··· TEXT PROVIDED
The user interaction server 202 may also provide a client 222 for execution on the user device for accessing the gaming system 200. The client 222 provided by the gaming system 200 for execution on the user device 220 can comprise a variety of implementations according to the user device and method of communication with the gaming system 200. In one embodiment, the user device 220 connects to the gaming system 200 using a web browser and the client 1122 executes within a browser window or frame of the web browser. In another embodiment, the client 222 is a stand-alone executable on the user device 220.

For example, the client 222 may comprise a relatively small amount of script (e.g., JavaScript), also referred to as a “script driver,” including scripting language that controls an interface of the client 222. The script driver may include simple function calls requesting information from the gaming system 200. In other words, the script driver stored in the client 222 may merely include calls to functions that are externally defined by, and executed by, the gaming system 200. As a result, the client 222 may be characterized as a “thin client.” As that term is used herein, the client 222 may be little more than a script player. The client 222 may simply send requests to the gaming system 200 rather than performing logic itself. The client 222 receives player inputs and the player inputs are passed to gaming system 200 for processing and executing the wagering game. In other embodiments, the client 222 comprises an executable rather than a script. As a result, the bulk of the processing of the game play is performed in the gaming system 200. The client 222 may receive intermediate data and final game outcome information from the gaming system 200 for displaying on the end user's computer after such is determined by the game server 206.

In another embodiment, the client 222 implements further logic and game control methodology beyond the thin client described above. For example, the client 222 may parse and define player interactions prior to passing the player interactions to the gaming system 200. Likewise, when the client 222 receives a gaming interaction from the gaming system 200, the client 222 may be configured to determine how to modify the display as a result of the gaming interaction. The client 222 may also allow the player to change a perspective or otherwise interact with elements of the display which do not change aspects of the game.

The gaming system 200 also includes an asset server 204 which hosts various media assets (e.g., audio, video, and image files) that may be sent to the client 222 for presenting the various wagering games to the end user. In other words, in this embodiment the assets presented to the end user are stored separately from the client 222, and the client 222 requests the assets appropriate for the game played by the user. For example, the client 222 may call a function defined at the user interaction server 202 or asset server 204 which determines what assets are to be delivered to the client 222 as well as how the assets are to be presented by the client 222 to the end user. Different assets may correspond to the various clients that may have access to the game server 206 or to different games to be played.
······
YOUR INSTRUCTIONS – Continue the gaming system description from where it stops.
··· SUPPLIED ENTRIES
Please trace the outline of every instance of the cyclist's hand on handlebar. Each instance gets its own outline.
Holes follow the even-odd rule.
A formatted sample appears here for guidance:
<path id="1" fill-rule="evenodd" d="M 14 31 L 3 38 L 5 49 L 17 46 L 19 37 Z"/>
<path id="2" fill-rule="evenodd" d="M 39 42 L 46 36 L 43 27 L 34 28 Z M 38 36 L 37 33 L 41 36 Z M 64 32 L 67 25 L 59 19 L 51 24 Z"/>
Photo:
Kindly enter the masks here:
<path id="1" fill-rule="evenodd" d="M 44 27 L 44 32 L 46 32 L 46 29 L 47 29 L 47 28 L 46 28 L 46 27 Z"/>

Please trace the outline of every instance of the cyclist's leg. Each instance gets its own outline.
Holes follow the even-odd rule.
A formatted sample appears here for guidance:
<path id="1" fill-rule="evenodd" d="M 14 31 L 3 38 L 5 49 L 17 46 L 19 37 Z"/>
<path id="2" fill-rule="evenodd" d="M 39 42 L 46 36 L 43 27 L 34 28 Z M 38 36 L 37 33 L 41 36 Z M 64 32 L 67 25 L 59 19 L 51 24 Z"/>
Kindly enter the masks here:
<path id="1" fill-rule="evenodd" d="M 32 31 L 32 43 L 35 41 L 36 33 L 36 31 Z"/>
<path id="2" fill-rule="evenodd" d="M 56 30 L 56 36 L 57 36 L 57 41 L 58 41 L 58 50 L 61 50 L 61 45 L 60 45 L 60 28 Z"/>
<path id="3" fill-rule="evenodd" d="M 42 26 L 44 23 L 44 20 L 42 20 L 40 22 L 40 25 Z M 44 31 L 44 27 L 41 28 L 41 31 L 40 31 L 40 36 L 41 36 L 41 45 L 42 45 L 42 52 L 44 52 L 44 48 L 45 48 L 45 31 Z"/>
······
THE OUTPUT –
The game server 206 is configured to perform game play methods and determine game play outcomes that are provided to the user interaction server 202 to be transmitted to user device 220 for display on the end user's computer. For example, the game server 206 may include game rules for one or more wagering games, such that the game 206 controls the game flow for a selected wagering game, as well as the determining game outcomes, pay tables, and other game logic. The game server 206 also performs random number generation for determining random game elements of the wagering game. The game server 206 is typically separated from the user interaction server 202 by a firewall or other method of preventing unauthorized access to the game server 206 from the general members of the network 230.

The user device 220 presents a gaming interface to the player and communicates the user interaction to the gaming system 200. The user device 220 may be any electronic system capable of displaying gaming information, receiving user input and communicating the user input to the gaming system 200. As such, the user device 220 can be a desktop computer, a laptop, tablet computer, set-top box, mobile device, kiosk, terminal, or other computing device. The user device 220 operates the client 222 for connecting to the interactive gaming system 200 as described above. The client 222 may be a specialized application or may be executed within a generalized application capable of interpreting instructions from the interactive gaming system 200, such as a web browser.

The client 222 may interface with an end user through a web page, an application (e.g., a smartphone or tablet application), or other computer program in order to access the gaming system 200. The client 222 may be illustrated within a casino webpage (or other interface) indicating that the client 222 is embedded into a webpage, which is supported by a web browser executing on the client device 220.

The gaming system 200 may be operated by different entities in one embodiment. The user device 220 may be operated by a third party, such as a casino, that links to the gaming system 200. Therefore, in some embodiments, the user device 220 and client 222 is operated by a different administrator than the operator of the game server 206. In other words, the user device 220 may be part of a third-party system that does not administer the game server 206. In another embodiment, the user interaction server 202 and asset server 204 are provided by a third-party system. For example, a gaming entity (e.g., a casino) may operate the user interaction server 202 or user device 220 to provide its customers access to game content managed by a different entity. In some embodiments, these functions are operated by the same administrator. For example, a gaming entity (e.g., a casino) may elect to perform each of these functions in-house, such as providing both the access to the user device 220 and the actual game content and providing administration of the gaming system 200.

The gaming system 200 also communicates with external account servers 210, optionally through another firewall. For example, the gaming system itself may not take wagers or issue payouts. In other words, the gaming system 200 may facilitate online casino gaming, but may not be part of a self-contained online casino itself. Instead, the gaming system 200 may facilitate the play of proprietary card game content owned and controlled by a company offering games and gaming products and services, such as Shuffle Master, Inc. Another entity (e.g., a casino) may operate and maintain its external account servers 210 to take bets and make payout distributions. The gaming system 200 may communicate with the account servers 210 to verify the existence of funds for wagering, and instructs the account servers 210 to execute debits and credits.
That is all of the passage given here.